• [Work order] Please return every line in the entries below with the word "target" in it.

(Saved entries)
▬▬▬▬▬▬▬▬▬▬
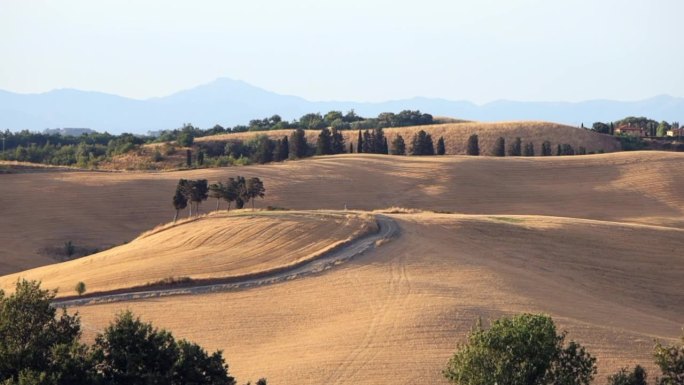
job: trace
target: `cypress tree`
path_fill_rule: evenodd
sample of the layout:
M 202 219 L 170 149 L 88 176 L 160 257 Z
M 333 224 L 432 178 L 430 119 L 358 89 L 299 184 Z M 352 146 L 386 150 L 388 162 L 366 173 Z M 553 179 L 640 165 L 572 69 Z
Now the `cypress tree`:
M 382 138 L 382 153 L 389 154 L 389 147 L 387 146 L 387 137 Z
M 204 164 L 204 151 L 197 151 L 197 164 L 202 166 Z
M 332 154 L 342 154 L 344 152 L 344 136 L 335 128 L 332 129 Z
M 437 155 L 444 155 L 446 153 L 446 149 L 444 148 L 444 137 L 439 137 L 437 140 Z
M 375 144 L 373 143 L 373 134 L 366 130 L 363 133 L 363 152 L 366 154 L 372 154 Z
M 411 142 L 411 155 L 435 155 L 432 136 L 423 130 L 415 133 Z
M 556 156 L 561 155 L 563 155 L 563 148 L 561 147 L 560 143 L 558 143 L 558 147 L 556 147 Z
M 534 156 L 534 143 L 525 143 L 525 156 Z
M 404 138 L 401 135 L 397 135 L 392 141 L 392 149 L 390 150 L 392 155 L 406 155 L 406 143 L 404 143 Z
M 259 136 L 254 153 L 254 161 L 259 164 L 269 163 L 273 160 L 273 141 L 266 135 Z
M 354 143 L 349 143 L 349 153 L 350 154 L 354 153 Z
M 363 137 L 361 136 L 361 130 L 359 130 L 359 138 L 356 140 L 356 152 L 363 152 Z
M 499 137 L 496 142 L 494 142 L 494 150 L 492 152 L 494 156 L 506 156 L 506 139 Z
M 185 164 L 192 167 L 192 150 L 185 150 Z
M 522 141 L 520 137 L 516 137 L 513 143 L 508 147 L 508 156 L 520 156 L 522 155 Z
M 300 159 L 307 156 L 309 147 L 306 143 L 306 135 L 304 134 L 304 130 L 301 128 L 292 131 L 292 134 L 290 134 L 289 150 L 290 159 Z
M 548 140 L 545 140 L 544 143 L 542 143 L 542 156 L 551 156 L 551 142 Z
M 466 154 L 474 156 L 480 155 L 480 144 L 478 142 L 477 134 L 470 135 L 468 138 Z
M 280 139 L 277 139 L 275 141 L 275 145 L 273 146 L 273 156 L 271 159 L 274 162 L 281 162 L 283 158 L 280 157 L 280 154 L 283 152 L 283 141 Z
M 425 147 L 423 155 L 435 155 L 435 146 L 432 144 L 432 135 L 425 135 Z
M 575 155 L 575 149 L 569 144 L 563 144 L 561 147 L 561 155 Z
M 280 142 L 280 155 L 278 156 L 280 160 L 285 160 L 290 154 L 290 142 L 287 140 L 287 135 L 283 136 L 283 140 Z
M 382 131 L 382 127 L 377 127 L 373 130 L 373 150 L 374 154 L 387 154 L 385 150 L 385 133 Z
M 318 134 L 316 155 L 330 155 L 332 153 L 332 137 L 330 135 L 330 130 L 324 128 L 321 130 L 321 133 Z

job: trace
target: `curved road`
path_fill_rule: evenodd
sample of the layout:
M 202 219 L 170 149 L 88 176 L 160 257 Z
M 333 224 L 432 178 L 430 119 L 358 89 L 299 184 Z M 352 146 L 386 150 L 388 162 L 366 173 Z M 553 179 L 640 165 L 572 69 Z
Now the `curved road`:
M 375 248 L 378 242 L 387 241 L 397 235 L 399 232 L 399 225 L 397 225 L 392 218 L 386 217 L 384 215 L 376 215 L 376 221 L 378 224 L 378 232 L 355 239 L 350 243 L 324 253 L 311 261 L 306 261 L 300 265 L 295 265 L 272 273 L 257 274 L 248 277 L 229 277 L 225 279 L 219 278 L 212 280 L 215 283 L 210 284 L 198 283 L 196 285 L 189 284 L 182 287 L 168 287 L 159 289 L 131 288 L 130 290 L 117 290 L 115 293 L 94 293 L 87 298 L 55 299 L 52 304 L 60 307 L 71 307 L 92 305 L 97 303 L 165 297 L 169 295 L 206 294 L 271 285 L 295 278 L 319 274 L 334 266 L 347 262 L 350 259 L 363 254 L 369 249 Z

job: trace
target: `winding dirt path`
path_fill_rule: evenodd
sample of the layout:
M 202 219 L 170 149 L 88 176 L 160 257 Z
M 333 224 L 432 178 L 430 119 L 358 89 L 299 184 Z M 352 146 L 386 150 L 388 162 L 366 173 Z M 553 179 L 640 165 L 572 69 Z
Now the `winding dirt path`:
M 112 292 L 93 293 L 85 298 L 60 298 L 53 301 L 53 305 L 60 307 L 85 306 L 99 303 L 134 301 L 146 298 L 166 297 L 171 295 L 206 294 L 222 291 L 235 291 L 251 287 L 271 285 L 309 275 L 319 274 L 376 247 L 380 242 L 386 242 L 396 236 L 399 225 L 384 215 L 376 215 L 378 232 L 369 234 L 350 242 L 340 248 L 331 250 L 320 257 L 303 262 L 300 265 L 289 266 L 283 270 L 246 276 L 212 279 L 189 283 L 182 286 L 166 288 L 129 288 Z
▬▬▬▬▬▬▬▬▬▬
• [Your solution]
target: `cypress tree`
target: `curved road`
target: `winding dirt path`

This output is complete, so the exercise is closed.